> [What you should do]: In the copy, keep every record exact and leave out all images.
· · · ·
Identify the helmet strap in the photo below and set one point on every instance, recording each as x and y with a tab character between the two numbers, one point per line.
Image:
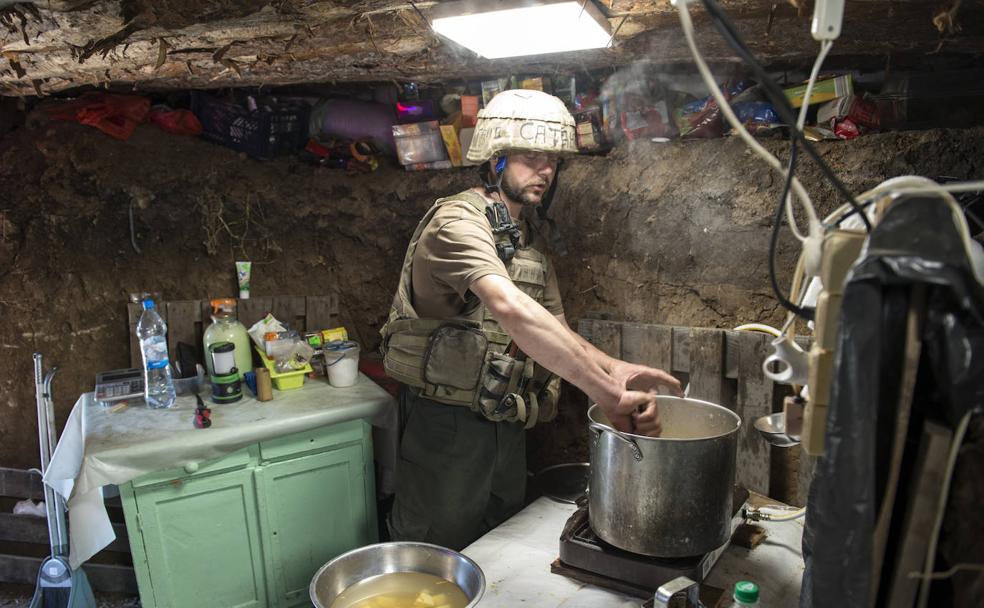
493	186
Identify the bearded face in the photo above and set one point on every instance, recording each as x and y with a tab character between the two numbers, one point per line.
528	176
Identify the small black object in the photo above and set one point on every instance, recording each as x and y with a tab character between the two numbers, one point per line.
501	222
203	415
188	357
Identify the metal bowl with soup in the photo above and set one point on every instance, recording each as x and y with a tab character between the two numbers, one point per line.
398	575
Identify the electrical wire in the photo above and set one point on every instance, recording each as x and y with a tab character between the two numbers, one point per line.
775	95
941	508
760	327
825	47
792	307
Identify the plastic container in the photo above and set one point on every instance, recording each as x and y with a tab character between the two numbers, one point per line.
223	357
284	381
226	327
152	333
342	360
419	143
272	129
745	595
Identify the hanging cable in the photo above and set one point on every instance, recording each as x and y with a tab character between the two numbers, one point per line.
825	47
705	72
775	95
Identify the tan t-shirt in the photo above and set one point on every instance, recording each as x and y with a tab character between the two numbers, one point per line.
455	250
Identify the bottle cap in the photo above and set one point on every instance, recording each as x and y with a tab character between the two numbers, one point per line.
746	591
226	305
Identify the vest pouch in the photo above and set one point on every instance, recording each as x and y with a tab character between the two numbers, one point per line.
501	380
455	357
549	396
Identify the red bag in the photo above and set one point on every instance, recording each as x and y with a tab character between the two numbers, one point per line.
115	115
179	122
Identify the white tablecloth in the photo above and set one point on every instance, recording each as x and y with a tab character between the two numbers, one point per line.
516	559
99	447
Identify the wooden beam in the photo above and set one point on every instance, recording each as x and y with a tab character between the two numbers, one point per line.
31	529
275	48
707	364
102	577
18	483
754	400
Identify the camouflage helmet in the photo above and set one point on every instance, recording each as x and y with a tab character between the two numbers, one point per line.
522	120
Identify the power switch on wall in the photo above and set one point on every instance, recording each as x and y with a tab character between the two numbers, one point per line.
827	17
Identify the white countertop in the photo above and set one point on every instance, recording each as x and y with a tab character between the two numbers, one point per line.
516	558
100	447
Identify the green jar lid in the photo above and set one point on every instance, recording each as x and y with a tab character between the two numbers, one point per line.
746	591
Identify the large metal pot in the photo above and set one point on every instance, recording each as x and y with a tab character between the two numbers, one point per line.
668	496
372	560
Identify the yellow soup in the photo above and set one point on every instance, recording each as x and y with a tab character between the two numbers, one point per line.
402	590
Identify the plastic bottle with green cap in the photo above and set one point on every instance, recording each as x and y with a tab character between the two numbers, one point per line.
746	594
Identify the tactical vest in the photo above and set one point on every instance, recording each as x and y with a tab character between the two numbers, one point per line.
470	360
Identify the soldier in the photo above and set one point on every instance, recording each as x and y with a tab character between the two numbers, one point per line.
478	337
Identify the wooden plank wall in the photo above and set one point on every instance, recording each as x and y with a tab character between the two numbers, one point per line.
722	366
187	319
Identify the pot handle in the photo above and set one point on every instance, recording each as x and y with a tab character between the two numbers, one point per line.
601	428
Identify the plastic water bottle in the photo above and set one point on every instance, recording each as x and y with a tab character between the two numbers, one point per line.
745	595
152	332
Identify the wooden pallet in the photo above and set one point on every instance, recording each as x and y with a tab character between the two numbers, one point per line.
187	319
24	540
722	366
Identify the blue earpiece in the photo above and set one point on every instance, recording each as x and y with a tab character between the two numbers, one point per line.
500	165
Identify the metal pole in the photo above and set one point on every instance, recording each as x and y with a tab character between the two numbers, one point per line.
60	527
45	448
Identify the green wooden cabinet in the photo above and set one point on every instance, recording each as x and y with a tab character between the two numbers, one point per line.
249	530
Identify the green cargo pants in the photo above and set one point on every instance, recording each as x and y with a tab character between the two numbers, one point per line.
459	475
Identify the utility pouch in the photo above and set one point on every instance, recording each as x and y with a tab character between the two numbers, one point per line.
501	396
549	395
455	356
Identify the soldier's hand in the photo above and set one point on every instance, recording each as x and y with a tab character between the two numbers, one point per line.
645	419
629	405
642	378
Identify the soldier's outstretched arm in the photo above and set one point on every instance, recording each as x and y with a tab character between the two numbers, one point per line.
541	336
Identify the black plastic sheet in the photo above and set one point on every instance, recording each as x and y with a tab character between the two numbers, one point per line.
916	249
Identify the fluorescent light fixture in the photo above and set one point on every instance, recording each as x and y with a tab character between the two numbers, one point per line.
511	28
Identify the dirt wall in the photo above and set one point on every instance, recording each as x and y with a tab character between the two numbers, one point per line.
667	233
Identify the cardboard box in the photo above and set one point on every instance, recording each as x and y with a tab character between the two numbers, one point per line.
465	138
450	135
469	110
437	164
823	90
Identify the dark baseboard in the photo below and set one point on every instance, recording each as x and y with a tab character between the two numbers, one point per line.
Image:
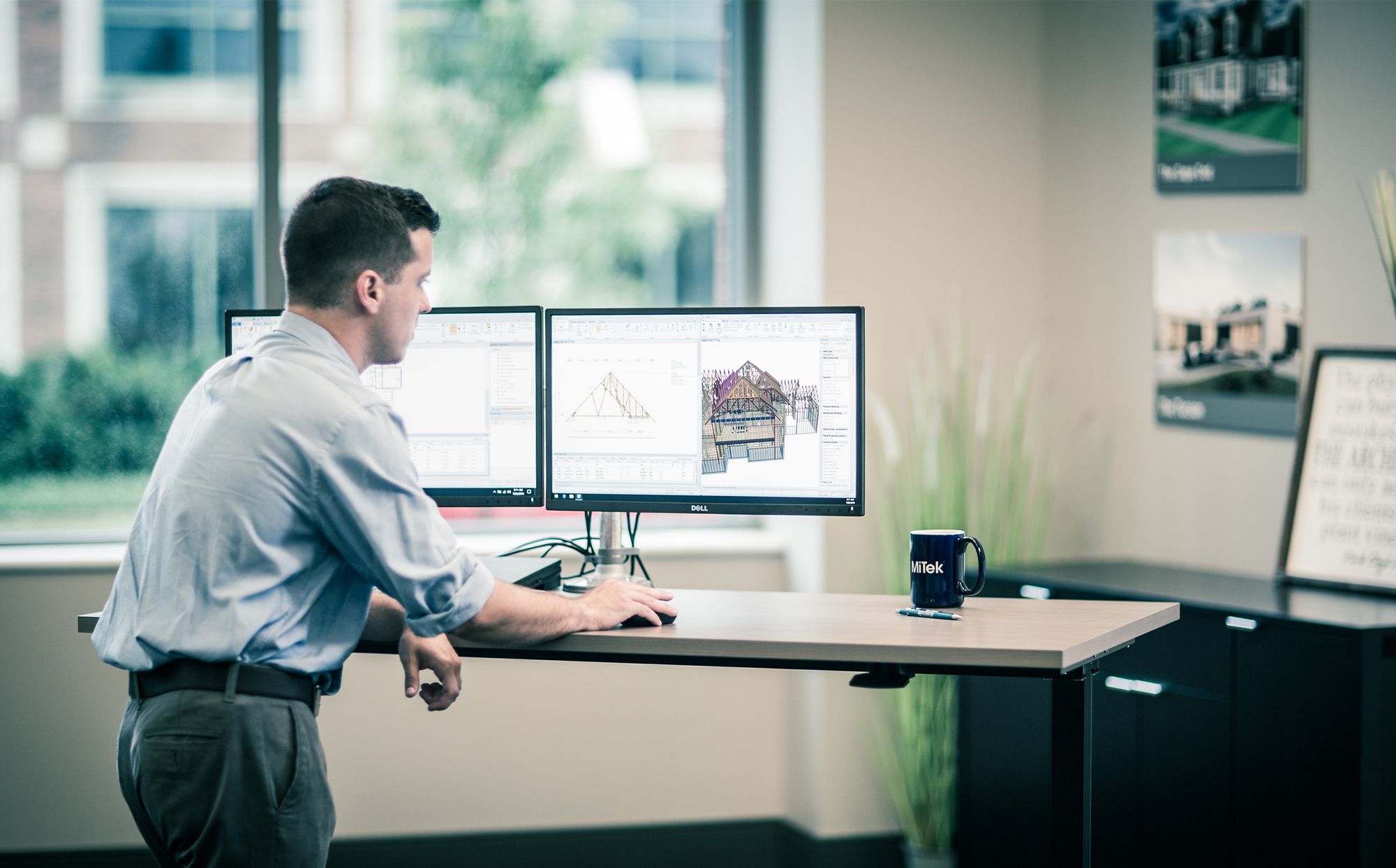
· · · ·
> [Output]:
Identify the helmet strap in the photo below and set one point on every instance, recording each as x and y with a tab character between the two numbers, one point per line.
Image:
493	186
Identify the bearded face in the photo above and set one point on every instance, recording each as x and y with a tab character between the two numbers, one point per line.
528	176
Identify the small black object in the photo above and set one point on every instance, recording each as x and y with a tab character between the two numbers, one point per line.
501	222
203	415
188	357
Identify the metal bowl with soup in the photo above and set one point on every instance, recording each as x and y with a tab character between the two numbers, one point per line.
398	575
Identify the electrical wire in the photo above and set one point on every instance, recording each as x and y with a tab character between the two numbers, one point per line.
775	95
941	508
760	327
825	47
792	307
Identify the plastic container in the photo above and set one point on every instance, recording each as x and y with a tab character between the two numbers, one point per line.
223	357
284	381
226	327
152	333
342	360
419	143
272	129
745	595
Identify the hanging cable in the photo above and set one point on every instance, recording each as x and y with a tab character between the two numbers, one point per line.
825	47
705	72
775	95
Identify the tan t-shirt in the photo above and set one point on every instance, recording each as x and y with a tab character between the two numbers, one point per line.
455	250
Identify the bottle cap in the photo above and set one point on every instance, recording each as x and y with a tab character between the two numbers, one point per line.
746	591
226	305
Identify the vest pouch in the photo above and set one point on every instance, recording each as x and y with a tab character between the two numbers, one point per line.
501	380
455	357
549	396
Identify the red bag in the photo above and set one point on every instance, recording each as x and y with a tab character between the two numbers, one point per line.
115	115
179	122
Identify the white tablecloth in the photo above and set one point on every instance, recording each as x and y with a tab character between the two numbers, one point per line.
516	559
99	447
Identify the wooden beam in the photo above and set one point on every instance, recording each as x and y with a tab character between the two numbers, one point per line.
31	529
275	48
707	364
102	577
18	483
754	400
Identify the camouflage helmet in the photo above and set one point on every instance, recording each as x and y with a tab character between the two numbers, one point per line.
522	120
Identify the power switch on wall in the photo above and set one point on every instance, recording each as x and y with a tab character between the two numbers, one point per line.
827	17
Identify the white countertop in the photo above and set one point on every instance, recording each as x and y with a tab character between the two numbers, one point per line.
516	558
100	447
Identify the green jar lid in the photo above and set one point on every instance, recording each as x and y with a tab character between the two numbers, one point per line.
746	591
Identify the large metal pot in the photo above and set one point on every instance, recording each as x and y with a tab character between the two numbers, one point per line.
668	496
372	560
Identify the yellow soup in the photo above and set one point on every instance, recording each as x and y with a tab character between the two numbers, one point per line.
402	590
Identify the plastic bottle with green cap in the photo above and set one point on every instance, recording each as x and y with a tab character between the two numbers, one point per line.
746	594
Identify the tactical vest in the photo above and set one point on every instance, recording each as x and y with a tab character between the two numbers, one point per line.
470	360
Identify the soldier in the photo above and set one point on every instance, recording each as x and y with a tab character between the two numbers, one point per line.
478	337
Identify the wooden plank wall in the photo above and set one point on every instance, recording each as x and y with a tab character between the two numbers, one point per line.
722	366
187	319
Identify the pot handle in the photo above and set one point on every instance, recording each as x and y with a tab character between the two numbers, one point per line.
601	428
Identify the plastic water bottle in the photo above and set one point on every instance, recording each as x and y with a tab character between the two numbers, one point per line.
745	595
152	332
Identify the wooden pallet in the photo above and set one point on every instance, recording each as x and y with a tab character between the two numbers, one point per line.
187	319
24	540
722	366
Identify the blue earpiece in the photo above and set one point on every instance, recording each as x and y with a tab character between the two numbers, one point per line.
500	165
Identify the metal pole in the photo above and set one point on every instance, recording each as x and y with a tab character between the two numbers, one point per line.
60	527
45	448
Identify the green wooden cabinet in the photo above and set one point on every instance, recording each as x and y with a tab character between the two numbers, one point per line.
249	530
Identify the green cargo pants in the photo above and set one point on every instance, recording each as x and y with a tab character between the two numbers, one point per line.
459	475
Identify the utility pouch in the photo above and set one point on every instance, recording each as x and y with a tab character between the two numbers, one point per line.
501	396
549	395
455	356
Identify the soldier's hand in the photo above and set one point on every instance, recording each as x and y with a tab character between the two numbers, one point per line.
645	419
629	405
642	378
Identify the soldier's outstretched arm in the photo above and set one point on every instance, recording each as x and y with a tab character between the two numbers, one point per line.
541	336
Identify the black plastic sheet in the photo above and set one point on every instance, recording each as x and y with a tab character between the two numbers, one point per line.
916	249
Identify the fluorescent light fixture in the photo above and set one point on every instance, recording each as x and y with a tab character between the two numbers, one point per line.
511	28
Identify the dirt wall in the photo above and set one point on every instance, recording each as x and y with a tab character between the two numbers, one point per line.
667	233
Identify the cardboard box in the photo above and set one point on every instance, recording each as x and y with a tab character between the two numbers, one point per line.
465	138
450	135
469	110
437	164
823	90
Identify the dark baseboard in the photo below and set one point on every instance, recording each as x and y with a tab character between the two numbers, one point per line.
Image:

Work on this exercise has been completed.